──────── Records to process ────────
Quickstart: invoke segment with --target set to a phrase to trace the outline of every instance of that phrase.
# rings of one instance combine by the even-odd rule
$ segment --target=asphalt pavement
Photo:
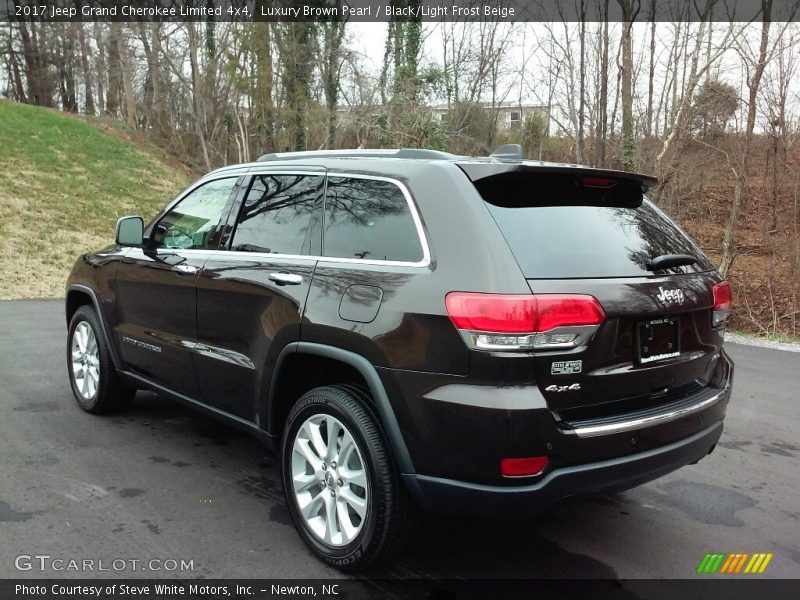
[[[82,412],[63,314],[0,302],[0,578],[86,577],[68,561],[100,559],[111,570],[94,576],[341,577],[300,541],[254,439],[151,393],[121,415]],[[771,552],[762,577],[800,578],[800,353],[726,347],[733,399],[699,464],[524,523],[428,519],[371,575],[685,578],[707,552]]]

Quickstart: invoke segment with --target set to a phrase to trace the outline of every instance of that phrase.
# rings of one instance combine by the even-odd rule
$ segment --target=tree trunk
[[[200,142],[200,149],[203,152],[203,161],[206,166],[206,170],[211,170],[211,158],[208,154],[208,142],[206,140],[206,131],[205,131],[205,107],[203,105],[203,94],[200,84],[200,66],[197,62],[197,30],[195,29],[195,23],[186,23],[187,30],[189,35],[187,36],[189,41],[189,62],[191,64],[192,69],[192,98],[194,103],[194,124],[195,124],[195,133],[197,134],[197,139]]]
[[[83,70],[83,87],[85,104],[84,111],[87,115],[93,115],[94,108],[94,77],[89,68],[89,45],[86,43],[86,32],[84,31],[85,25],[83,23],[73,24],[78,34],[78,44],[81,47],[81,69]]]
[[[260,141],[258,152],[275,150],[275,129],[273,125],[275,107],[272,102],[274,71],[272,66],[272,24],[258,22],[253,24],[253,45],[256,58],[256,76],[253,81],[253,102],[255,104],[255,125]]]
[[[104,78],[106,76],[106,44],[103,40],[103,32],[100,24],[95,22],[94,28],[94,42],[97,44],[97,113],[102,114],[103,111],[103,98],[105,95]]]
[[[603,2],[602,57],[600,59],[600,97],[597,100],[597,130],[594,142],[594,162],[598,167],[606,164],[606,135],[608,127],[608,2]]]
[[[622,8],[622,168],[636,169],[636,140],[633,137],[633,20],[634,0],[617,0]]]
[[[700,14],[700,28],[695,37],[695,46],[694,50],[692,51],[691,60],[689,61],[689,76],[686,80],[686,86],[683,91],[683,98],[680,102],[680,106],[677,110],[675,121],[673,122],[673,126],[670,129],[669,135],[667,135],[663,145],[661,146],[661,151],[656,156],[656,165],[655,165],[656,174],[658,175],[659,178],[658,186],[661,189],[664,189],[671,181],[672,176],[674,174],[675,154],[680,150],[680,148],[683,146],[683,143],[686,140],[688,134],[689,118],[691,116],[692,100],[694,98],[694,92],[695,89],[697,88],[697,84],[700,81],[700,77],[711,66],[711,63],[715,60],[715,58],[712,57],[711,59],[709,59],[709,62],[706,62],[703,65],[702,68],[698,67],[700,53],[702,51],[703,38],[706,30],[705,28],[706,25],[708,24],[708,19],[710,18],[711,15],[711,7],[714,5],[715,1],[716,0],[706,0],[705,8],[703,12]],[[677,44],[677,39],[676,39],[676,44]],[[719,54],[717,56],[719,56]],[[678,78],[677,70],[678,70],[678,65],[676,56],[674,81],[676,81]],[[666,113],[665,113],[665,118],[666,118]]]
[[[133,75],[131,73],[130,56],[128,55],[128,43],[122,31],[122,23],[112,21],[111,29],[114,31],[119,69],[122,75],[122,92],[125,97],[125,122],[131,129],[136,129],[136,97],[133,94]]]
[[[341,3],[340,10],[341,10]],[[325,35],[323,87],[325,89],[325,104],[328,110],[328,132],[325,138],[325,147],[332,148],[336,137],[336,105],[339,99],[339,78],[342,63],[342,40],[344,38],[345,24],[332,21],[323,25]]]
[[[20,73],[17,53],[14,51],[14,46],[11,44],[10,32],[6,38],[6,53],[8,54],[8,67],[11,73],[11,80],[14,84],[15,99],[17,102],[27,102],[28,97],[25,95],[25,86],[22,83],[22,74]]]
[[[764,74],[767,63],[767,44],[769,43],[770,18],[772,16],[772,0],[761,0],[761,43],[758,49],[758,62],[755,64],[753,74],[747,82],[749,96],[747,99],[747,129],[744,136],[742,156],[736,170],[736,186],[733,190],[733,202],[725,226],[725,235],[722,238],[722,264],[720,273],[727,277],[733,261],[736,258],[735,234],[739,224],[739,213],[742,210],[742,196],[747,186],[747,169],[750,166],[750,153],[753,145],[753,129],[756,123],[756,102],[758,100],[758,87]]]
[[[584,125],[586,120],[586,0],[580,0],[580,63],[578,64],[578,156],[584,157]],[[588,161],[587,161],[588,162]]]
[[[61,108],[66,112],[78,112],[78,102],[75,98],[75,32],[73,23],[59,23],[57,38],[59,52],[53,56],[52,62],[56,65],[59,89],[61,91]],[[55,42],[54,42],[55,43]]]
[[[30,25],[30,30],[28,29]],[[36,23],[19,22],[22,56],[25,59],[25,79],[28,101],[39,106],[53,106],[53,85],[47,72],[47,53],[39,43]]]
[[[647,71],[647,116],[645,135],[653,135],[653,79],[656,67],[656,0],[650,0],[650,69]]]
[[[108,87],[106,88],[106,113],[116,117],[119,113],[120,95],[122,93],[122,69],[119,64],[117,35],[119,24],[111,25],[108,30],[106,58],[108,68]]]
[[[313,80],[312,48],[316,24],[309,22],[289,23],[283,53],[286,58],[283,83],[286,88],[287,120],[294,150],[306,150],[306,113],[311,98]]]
────────
▸ **Task directions**:
With the pictures set aside, write out the whole listing exactly.

▸ **Solution for this task**:
Quickstart: invoke segment with --target set to a phrase to trace the outline of every instance of that phrase.
# rings of one instance combine by the even-odd rule
$ segment --target=asphalt pavement
Photo:
[[[82,412],[63,314],[0,302],[0,578],[86,577],[68,561],[100,559],[111,570],[94,576],[341,577],[300,541],[254,439],[151,393],[121,415]],[[771,552],[762,577],[800,578],[800,353],[726,347],[733,399],[699,464],[524,523],[428,519],[371,575],[685,578],[707,552]]]

Quickstart: invoke segment with --target set to a phrase to trace the outline of every instance of that phrase.
# rings of one instance combine by the even-odd rule
$ segment --target=tree trunk
[[[200,142],[200,149],[203,152],[203,161],[206,166],[206,170],[211,170],[211,158],[208,154],[208,142],[206,140],[206,131],[205,131],[205,107],[203,105],[203,94],[200,84],[200,66],[197,62],[197,30],[195,29],[195,23],[186,23],[187,30],[189,35],[187,36],[189,41],[189,62],[191,64],[192,69],[192,98],[194,103],[194,124],[195,124],[195,133],[197,134],[197,139]]]
[[[83,70],[83,87],[85,104],[84,111],[87,115],[93,115],[94,108],[94,77],[89,68],[89,45],[86,43],[86,32],[84,31],[85,25],[83,23],[73,24],[78,34],[78,44],[81,47],[81,69]]]
[[[260,141],[258,152],[275,150],[275,129],[273,125],[275,107],[272,102],[274,71],[272,66],[272,24],[258,22],[253,24],[253,45],[256,58],[256,76],[253,81],[253,102],[255,104],[255,125]]]
[[[104,78],[106,76],[106,44],[103,40],[103,32],[100,24],[95,22],[94,28],[94,42],[97,44],[97,113],[102,114],[103,111],[103,98],[105,95]]]
[[[603,2],[602,57],[600,59],[600,97],[597,100],[597,130],[594,142],[594,162],[598,167],[606,164],[606,135],[608,127],[608,2]]]
[[[622,8],[622,168],[636,169],[636,140],[633,137],[633,20],[634,0],[617,0]]]
[[[700,14],[700,28],[695,37],[695,46],[694,50],[692,51],[691,60],[689,61],[689,76],[686,80],[686,86],[683,91],[683,98],[680,102],[680,106],[677,110],[675,121],[673,122],[673,126],[670,129],[669,135],[667,135],[663,145],[661,146],[661,151],[656,156],[656,165],[655,165],[656,174],[658,175],[659,178],[658,186],[661,189],[664,189],[671,181],[672,176],[674,174],[675,154],[680,150],[680,148],[683,146],[683,143],[686,140],[688,134],[689,118],[691,116],[692,100],[694,98],[694,92],[695,89],[697,88],[697,84],[700,81],[700,77],[711,66],[711,63],[715,60],[715,58],[712,57],[711,59],[709,59],[709,62],[706,62],[703,65],[702,68],[698,67],[700,53],[702,51],[703,38],[706,30],[705,28],[706,25],[708,24],[708,19],[710,18],[711,15],[711,7],[714,5],[715,1],[716,0],[706,0],[705,8],[703,12]],[[677,44],[677,39],[676,39],[676,44]],[[719,54],[717,56],[719,56]],[[678,78],[677,70],[678,70],[678,65],[676,56],[674,81],[676,81]],[[666,113],[665,113],[665,118],[666,118]]]
[[[133,75],[131,73],[130,56],[128,55],[128,43],[122,31],[122,23],[112,21],[111,29],[114,31],[119,69],[122,75],[122,92],[125,97],[125,122],[131,129],[136,129],[136,97],[133,94]]]
[[[341,3],[340,10],[341,10]],[[325,35],[323,87],[325,89],[325,104],[328,110],[328,132],[325,138],[325,147],[332,148],[336,137],[336,105],[339,99],[339,78],[342,63],[342,40],[344,38],[345,24],[332,21],[323,25]]]
[[[20,73],[17,53],[14,51],[14,46],[11,44],[10,32],[6,38],[6,53],[8,54],[8,67],[11,73],[11,80],[14,84],[15,99],[17,102],[27,102],[28,97],[25,95],[25,86],[22,83],[22,74]]]
[[[764,74],[767,63],[767,44],[769,43],[770,18],[772,16],[772,0],[761,0],[761,43],[758,49],[758,62],[755,64],[753,74],[747,82],[749,96],[747,99],[747,129],[744,136],[742,156],[736,170],[736,186],[733,190],[733,202],[725,226],[725,235],[722,238],[722,264],[720,273],[727,277],[733,261],[736,258],[735,234],[739,224],[739,213],[742,210],[742,196],[747,186],[747,169],[750,166],[750,153],[753,145],[753,129],[756,123],[756,102],[758,100],[758,87]]]
[[[584,125],[586,120],[586,0],[580,0],[580,63],[578,64],[578,156],[584,157]],[[588,161],[587,161],[588,162]]]
[[[61,108],[66,112],[78,112],[78,102],[75,98],[75,32],[73,23],[59,23],[57,38],[59,52],[53,56],[52,62],[56,65],[59,89],[61,91]],[[55,42],[54,42],[55,43]]]
[[[30,25],[30,30],[28,29]],[[36,23],[19,22],[22,56],[25,59],[25,79],[28,101],[39,106],[53,106],[53,85],[47,72],[47,53],[39,43]]]
[[[647,71],[647,116],[645,135],[653,135],[653,79],[656,67],[656,0],[650,0],[650,69]]]
[[[108,87],[106,88],[106,113],[116,117],[119,113],[120,95],[122,93],[122,69],[119,64],[117,35],[119,24],[111,25],[108,30],[106,58],[108,68]]]
[[[313,80],[312,48],[316,24],[309,22],[289,23],[283,53],[286,58],[283,83],[286,88],[287,120],[294,150],[306,150],[306,113],[311,98]]]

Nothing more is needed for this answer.